Excerpts from a dataset

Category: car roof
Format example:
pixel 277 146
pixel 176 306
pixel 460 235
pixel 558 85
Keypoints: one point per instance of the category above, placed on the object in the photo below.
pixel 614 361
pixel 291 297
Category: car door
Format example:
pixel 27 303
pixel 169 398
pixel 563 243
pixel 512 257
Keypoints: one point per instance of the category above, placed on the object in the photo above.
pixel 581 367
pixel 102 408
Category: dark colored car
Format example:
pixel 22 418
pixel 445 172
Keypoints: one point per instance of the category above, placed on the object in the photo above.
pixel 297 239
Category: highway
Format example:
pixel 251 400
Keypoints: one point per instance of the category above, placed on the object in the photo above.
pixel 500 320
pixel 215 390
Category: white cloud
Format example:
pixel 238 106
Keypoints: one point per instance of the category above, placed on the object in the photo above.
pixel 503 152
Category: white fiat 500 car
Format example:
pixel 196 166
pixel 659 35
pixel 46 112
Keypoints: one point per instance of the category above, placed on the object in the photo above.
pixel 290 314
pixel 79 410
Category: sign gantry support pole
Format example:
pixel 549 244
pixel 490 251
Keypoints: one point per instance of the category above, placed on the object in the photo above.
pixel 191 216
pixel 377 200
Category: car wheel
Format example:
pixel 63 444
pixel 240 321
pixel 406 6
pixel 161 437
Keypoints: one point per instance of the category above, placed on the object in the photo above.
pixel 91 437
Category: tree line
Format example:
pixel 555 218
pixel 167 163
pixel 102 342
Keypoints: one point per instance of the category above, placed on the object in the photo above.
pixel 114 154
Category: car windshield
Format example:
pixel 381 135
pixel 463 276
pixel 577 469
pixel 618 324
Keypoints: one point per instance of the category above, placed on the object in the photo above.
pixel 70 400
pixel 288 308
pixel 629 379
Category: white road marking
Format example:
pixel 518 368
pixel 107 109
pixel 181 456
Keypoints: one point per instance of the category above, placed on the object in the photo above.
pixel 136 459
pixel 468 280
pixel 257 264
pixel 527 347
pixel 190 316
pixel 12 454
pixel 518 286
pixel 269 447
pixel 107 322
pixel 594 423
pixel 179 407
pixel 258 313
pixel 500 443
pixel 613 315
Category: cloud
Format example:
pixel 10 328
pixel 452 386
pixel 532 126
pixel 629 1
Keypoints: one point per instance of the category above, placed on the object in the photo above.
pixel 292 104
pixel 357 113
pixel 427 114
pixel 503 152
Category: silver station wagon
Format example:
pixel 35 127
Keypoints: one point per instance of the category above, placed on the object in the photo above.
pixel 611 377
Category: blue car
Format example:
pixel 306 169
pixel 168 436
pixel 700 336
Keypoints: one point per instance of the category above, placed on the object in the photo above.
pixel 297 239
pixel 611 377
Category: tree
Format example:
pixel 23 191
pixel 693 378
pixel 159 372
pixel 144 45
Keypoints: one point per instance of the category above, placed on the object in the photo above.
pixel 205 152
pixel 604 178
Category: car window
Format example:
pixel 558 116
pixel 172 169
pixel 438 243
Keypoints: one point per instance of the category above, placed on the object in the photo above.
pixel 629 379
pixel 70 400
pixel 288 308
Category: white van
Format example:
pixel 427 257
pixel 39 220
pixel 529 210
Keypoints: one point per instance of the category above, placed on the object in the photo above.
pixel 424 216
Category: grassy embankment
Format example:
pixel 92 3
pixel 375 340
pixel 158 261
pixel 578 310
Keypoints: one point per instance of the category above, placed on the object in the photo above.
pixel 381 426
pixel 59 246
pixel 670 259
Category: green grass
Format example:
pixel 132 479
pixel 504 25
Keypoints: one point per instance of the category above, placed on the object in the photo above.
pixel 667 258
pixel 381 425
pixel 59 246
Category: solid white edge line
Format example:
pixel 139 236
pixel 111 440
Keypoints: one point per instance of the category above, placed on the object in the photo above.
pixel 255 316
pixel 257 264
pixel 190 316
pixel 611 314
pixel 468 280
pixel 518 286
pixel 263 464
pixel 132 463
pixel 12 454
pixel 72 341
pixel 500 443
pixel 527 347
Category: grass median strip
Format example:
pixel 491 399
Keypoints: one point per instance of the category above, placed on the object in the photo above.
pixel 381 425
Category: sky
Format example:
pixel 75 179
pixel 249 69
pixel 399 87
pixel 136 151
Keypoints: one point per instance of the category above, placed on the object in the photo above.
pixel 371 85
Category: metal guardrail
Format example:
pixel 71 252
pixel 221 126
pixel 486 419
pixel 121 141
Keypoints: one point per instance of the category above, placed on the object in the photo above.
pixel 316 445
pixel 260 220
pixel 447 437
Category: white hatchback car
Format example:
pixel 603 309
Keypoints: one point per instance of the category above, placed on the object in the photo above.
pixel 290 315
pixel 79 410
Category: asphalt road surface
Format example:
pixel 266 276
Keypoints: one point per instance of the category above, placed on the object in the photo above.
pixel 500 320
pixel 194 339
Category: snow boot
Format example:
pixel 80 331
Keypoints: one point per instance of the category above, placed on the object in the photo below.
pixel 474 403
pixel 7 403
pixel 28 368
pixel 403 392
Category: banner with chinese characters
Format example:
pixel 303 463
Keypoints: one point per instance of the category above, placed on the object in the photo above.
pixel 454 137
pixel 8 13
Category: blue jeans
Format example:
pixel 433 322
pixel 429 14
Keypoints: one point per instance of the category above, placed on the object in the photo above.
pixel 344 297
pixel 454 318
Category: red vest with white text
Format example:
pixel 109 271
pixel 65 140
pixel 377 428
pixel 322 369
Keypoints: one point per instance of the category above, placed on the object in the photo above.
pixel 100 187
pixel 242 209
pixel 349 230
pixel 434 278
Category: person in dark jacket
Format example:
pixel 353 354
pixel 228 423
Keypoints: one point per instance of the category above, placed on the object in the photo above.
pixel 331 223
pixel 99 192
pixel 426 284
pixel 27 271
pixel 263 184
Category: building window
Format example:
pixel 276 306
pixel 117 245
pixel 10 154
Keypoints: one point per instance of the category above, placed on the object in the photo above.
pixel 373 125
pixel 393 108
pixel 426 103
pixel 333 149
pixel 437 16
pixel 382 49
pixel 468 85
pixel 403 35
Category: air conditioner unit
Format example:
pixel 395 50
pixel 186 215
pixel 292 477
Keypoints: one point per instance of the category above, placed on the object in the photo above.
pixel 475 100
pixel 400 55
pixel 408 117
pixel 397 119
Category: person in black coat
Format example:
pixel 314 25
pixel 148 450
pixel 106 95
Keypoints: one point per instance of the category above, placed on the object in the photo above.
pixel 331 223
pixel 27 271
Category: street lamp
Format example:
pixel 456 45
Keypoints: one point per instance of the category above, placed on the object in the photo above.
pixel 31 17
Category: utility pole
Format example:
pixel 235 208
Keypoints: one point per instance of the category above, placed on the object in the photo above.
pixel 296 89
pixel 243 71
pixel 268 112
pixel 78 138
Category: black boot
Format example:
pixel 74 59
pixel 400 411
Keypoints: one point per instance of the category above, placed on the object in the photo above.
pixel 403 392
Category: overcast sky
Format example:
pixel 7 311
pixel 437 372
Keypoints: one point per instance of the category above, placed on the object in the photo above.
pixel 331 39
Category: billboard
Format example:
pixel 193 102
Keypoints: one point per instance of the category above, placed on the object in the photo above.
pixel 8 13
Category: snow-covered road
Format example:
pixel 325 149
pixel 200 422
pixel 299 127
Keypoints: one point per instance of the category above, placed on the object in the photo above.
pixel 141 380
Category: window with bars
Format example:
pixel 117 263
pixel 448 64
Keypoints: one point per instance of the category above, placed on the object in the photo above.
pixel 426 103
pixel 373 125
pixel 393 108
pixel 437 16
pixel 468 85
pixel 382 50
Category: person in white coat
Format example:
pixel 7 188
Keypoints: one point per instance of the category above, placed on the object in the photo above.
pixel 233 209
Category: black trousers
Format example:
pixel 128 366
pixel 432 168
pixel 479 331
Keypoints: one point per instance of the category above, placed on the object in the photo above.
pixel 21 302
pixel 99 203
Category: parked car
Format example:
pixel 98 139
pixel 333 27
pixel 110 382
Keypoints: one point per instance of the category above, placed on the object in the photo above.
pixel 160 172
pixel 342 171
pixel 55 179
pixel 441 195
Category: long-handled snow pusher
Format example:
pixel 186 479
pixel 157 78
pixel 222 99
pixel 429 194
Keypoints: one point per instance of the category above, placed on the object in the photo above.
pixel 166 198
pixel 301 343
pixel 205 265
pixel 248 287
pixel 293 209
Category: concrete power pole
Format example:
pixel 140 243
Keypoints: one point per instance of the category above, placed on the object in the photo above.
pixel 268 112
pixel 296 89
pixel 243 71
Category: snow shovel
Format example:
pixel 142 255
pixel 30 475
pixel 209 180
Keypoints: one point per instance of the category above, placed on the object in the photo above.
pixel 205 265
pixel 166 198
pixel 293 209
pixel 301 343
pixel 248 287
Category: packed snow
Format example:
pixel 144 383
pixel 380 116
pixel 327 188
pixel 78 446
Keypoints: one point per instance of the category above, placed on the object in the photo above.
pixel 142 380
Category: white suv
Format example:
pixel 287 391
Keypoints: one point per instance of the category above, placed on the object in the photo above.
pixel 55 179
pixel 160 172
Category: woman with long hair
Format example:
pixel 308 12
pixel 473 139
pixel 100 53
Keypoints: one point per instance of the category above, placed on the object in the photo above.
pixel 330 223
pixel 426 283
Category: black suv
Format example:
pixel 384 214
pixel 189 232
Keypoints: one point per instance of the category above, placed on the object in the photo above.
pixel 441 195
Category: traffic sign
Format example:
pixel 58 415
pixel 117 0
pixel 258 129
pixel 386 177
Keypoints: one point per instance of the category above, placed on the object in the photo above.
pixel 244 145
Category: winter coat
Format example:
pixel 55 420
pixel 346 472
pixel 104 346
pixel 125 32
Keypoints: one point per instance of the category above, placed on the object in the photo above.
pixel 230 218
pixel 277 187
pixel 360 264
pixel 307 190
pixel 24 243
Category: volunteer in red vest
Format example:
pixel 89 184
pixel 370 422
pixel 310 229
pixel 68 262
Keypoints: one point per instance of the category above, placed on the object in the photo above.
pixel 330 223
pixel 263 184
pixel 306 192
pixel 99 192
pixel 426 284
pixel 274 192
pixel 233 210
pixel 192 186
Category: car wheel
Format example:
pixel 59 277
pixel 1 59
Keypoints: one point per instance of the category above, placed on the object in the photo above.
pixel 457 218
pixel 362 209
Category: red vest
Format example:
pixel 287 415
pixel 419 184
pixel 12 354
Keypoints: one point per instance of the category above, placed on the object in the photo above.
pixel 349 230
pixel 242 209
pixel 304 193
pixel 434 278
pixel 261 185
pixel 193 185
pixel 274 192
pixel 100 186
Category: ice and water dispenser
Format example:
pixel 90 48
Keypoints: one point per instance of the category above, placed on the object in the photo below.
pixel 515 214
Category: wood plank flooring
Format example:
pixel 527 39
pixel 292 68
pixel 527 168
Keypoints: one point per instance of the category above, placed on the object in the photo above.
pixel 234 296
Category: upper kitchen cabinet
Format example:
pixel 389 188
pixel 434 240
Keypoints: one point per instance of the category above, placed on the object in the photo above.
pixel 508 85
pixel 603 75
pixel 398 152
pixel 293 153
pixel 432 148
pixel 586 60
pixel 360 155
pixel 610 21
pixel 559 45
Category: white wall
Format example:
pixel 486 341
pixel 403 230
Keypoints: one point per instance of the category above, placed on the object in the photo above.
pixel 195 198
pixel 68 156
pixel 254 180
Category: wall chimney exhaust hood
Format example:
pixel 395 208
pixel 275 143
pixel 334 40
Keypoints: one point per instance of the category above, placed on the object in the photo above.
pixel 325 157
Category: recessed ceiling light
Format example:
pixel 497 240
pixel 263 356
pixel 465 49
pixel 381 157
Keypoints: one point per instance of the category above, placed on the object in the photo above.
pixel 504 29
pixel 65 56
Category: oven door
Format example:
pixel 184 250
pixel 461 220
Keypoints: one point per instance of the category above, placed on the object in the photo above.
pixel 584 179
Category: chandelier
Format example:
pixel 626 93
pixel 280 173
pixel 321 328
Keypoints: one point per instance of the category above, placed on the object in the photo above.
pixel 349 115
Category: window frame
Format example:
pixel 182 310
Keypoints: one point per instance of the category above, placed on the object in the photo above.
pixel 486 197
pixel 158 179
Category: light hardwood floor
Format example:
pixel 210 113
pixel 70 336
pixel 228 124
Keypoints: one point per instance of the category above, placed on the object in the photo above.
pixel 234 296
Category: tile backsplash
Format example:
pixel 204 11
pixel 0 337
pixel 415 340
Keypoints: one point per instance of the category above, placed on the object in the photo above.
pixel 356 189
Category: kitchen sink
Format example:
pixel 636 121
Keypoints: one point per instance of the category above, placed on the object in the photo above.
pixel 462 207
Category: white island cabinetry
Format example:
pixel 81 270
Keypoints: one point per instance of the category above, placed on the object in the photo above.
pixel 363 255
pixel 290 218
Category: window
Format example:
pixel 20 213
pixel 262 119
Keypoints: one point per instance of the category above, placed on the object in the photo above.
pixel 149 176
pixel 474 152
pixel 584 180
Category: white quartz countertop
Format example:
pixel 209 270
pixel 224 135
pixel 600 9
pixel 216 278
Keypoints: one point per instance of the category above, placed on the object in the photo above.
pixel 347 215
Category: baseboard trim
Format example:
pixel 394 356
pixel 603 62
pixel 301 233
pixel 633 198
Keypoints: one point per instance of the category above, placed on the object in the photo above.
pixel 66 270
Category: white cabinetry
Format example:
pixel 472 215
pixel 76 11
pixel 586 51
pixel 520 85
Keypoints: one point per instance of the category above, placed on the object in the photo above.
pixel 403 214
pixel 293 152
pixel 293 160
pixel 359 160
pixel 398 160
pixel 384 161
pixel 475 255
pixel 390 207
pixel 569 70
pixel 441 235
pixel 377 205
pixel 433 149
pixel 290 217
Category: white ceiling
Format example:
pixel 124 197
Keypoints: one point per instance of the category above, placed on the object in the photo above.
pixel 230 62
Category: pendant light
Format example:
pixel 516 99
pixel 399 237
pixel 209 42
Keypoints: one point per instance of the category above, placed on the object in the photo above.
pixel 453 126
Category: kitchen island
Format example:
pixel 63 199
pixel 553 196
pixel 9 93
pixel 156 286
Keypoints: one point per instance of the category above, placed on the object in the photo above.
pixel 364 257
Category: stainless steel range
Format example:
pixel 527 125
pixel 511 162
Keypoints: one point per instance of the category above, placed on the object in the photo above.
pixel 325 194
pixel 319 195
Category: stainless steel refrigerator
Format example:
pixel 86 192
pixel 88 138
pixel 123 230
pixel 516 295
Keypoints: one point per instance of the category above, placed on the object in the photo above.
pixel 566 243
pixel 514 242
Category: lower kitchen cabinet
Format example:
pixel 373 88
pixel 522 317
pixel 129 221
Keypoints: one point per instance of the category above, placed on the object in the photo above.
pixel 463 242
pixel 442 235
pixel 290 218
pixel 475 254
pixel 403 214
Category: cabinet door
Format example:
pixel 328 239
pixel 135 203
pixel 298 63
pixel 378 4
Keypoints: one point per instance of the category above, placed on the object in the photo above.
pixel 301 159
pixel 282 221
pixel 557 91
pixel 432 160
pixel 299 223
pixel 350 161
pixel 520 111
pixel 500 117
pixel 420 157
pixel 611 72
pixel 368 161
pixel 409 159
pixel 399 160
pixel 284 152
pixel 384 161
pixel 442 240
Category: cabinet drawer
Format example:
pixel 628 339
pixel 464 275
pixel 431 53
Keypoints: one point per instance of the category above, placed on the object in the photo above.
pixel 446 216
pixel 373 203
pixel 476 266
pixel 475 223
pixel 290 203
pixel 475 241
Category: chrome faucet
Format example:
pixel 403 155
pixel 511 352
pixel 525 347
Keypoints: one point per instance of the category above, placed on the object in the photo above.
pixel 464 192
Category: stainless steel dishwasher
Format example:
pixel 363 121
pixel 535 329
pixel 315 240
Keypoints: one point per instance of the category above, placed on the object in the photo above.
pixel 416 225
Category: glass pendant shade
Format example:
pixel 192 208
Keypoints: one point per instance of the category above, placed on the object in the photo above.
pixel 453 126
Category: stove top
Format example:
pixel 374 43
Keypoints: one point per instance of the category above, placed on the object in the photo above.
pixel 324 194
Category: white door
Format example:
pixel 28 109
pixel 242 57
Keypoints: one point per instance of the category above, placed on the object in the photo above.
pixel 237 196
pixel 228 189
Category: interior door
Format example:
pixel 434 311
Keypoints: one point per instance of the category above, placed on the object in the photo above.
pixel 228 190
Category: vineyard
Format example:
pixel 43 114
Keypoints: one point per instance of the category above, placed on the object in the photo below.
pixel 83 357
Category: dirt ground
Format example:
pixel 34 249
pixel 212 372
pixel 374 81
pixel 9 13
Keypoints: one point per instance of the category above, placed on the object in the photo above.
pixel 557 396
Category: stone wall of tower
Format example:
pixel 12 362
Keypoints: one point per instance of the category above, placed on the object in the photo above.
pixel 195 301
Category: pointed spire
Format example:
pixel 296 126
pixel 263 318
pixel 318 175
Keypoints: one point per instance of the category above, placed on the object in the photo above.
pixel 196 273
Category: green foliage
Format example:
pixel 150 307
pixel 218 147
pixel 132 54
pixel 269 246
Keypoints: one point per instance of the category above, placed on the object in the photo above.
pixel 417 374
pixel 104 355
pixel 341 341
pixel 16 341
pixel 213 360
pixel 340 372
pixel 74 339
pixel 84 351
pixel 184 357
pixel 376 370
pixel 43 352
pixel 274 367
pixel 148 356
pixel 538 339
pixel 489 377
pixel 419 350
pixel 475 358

*WORK INSTRUCTIONS*:
Take the entries above and return only the lines from the one with "pixel 68 262" to the one with "pixel 527 168", both included, unchanged.

*TASK RESPONSE*:
pixel 68 262
Keypoints: one point per instance of the category above, placed on the object in the photo above.
pixel 330 223
pixel 263 184
pixel 306 192
pixel 99 192
pixel 426 284
pixel 274 192
pixel 233 210
pixel 192 186
Category: car wheel
Format example:
pixel 59 277
pixel 1 59
Keypoints: one point per instance of the category above, placed on the object in the photo above.
pixel 457 218
pixel 362 209
Category: red vest
Format example:
pixel 287 415
pixel 419 184
pixel 12 354
Keypoints: one point per instance of the category above, placed on the object in the photo above.
pixel 349 230
pixel 242 209
pixel 304 193
pixel 434 278
pixel 261 185
pixel 193 185
pixel 274 192
pixel 100 186
Category: ice and water dispenser
Format example:
pixel 90 48
Keypoints: one point per instance of the category above, placed on the object in the photo below.
pixel 515 214
Category: wood plank flooring
Format example:
pixel 527 39
pixel 292 68
pixel 527 168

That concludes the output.